[Rows from a point labeling set]

────────────────────────────────────────

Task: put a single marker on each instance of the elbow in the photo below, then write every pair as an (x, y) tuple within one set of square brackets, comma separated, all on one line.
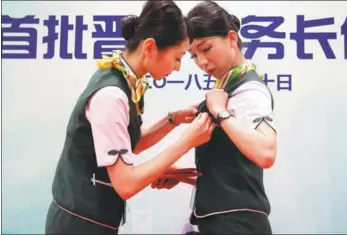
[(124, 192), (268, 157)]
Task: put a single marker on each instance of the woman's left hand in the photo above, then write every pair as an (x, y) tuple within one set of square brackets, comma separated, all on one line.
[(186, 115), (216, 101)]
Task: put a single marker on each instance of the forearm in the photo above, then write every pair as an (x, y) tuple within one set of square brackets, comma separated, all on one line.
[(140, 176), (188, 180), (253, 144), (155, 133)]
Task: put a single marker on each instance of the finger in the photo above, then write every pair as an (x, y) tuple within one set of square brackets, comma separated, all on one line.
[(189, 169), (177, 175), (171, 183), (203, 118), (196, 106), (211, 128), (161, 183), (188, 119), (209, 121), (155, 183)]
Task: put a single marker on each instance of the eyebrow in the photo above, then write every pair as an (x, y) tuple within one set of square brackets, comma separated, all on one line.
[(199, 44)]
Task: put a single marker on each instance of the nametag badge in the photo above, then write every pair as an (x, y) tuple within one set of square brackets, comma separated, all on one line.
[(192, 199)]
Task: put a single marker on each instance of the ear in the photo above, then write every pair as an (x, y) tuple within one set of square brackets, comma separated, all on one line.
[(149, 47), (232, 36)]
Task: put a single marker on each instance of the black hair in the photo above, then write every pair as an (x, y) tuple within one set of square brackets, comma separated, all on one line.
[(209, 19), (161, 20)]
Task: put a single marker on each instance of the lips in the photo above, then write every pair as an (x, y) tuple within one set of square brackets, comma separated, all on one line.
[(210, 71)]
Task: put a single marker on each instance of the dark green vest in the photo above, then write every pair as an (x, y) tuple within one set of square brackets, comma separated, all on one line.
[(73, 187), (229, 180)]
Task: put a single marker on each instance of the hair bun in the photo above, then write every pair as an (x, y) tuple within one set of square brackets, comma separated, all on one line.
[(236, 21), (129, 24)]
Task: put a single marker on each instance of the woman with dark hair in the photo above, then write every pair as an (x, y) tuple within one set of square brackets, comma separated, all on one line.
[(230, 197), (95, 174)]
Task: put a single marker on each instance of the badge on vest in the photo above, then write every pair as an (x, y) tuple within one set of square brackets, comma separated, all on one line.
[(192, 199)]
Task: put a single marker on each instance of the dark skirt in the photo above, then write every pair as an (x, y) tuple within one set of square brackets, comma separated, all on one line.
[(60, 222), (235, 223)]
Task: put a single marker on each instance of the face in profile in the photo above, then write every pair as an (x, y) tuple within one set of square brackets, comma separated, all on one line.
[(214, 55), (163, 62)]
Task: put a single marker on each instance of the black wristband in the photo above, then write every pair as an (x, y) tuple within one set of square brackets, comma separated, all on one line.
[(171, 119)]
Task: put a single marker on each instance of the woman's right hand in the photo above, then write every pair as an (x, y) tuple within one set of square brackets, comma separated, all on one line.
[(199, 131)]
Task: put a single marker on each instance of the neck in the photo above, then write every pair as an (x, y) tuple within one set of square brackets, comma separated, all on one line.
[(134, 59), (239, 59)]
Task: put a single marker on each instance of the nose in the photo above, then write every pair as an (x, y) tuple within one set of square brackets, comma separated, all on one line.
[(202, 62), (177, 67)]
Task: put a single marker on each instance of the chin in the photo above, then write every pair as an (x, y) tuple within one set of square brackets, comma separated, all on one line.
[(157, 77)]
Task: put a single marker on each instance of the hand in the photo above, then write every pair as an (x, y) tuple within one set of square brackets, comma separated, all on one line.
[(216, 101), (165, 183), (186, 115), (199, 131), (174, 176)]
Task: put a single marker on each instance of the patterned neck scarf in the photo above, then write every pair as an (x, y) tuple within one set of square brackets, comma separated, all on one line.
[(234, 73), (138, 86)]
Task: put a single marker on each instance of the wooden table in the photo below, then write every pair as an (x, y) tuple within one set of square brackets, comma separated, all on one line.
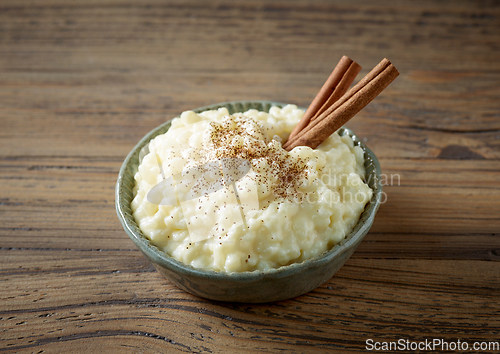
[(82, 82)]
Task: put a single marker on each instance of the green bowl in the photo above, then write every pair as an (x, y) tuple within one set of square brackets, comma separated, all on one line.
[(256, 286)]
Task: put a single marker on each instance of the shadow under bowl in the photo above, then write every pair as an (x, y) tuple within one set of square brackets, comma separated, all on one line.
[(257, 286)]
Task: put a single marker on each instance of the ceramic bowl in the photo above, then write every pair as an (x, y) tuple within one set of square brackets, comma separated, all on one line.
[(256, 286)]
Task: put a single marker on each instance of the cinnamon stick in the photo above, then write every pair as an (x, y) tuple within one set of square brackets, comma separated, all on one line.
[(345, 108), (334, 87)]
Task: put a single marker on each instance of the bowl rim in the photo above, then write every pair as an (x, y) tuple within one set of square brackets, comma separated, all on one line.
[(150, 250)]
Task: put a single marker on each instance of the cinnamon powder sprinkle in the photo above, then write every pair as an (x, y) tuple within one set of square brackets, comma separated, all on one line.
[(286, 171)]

────────────────────────────────────────

**WHAT IS NEEDED:** Increase every coordinate in the answers by 75, and write out again every line from the start of the rows through the line that contains "[(73, 187), (229, 180)]", both included, with the requests unchanged. Omit the pictures from your answer.

**SOLUTION:**
Task: put a single marker on each instance of the elbow in the photo below, then write every pair as an (x, y) tuple within one set of square brackets, comma separated, all on one line.
[(199, 267), (343, 232)]
Task: put a single marker on each instance of the woman's left hand in the photo above, then write every pair as an (x, y) tuple within one set of square brackets, comma separated, all on one line.
[(261, 190), (291, 176)]
Task: put a single marker on each instance of the forearm in the photo above, then write every pair as an (x, y) tuple within one set of square brackets, comma separated, all on one line.
[(215, 251), (263, 255), (328, 219), (230, 208)]
Task: put a single marker on each instance of the finger in the photo above, then write every pair as an (x, y) tuple within one set of square brackets, comma separated, all on one line.
[(264, 244), (252, 250), (246, 258), (278, 193), (271, 181), (286, 203), (236, 258), (263, 194), (284, 196), (230, 258)]
Task: put a single marker on each instance of the eyebrow in the photo above, then write every pair as an (x, y) tuple within one set of square brackets, comma separated, all on one line.
[(274, 119)]
Task: put a single marker on each instance of the nametag badge in the photo above, then write every pair as an (x, y) tuple within one set of square brackets, comma separated, all on one line.
[(267, 274)]
Task: put a single marker on each instance of the ear in the photo above, then write every pair as an (x, y) tuple within one set of square brackets, comma separated, all on one line.
[(224, 122), (307, 111)]
Task: put a single marker on each instance of the black hair in the photo above, then write every pair as an (x, y) tuple within one set of square brackets, comma separated, all on one line.
[(284, 94), (236, 95)]
Task: put a single marker on each instance of the lips in the photo above, then write every pair as an (x, y) tuple within one set of square brackets, comma separated, all on one line.
[(285, 146)]
Task: put a single marker on each instance of the dark green vest in the photo above, then write every pair as an (x, y) tuple within one set of square brackets, comma separated, all on one line.
[(148, 262), (304, 255)]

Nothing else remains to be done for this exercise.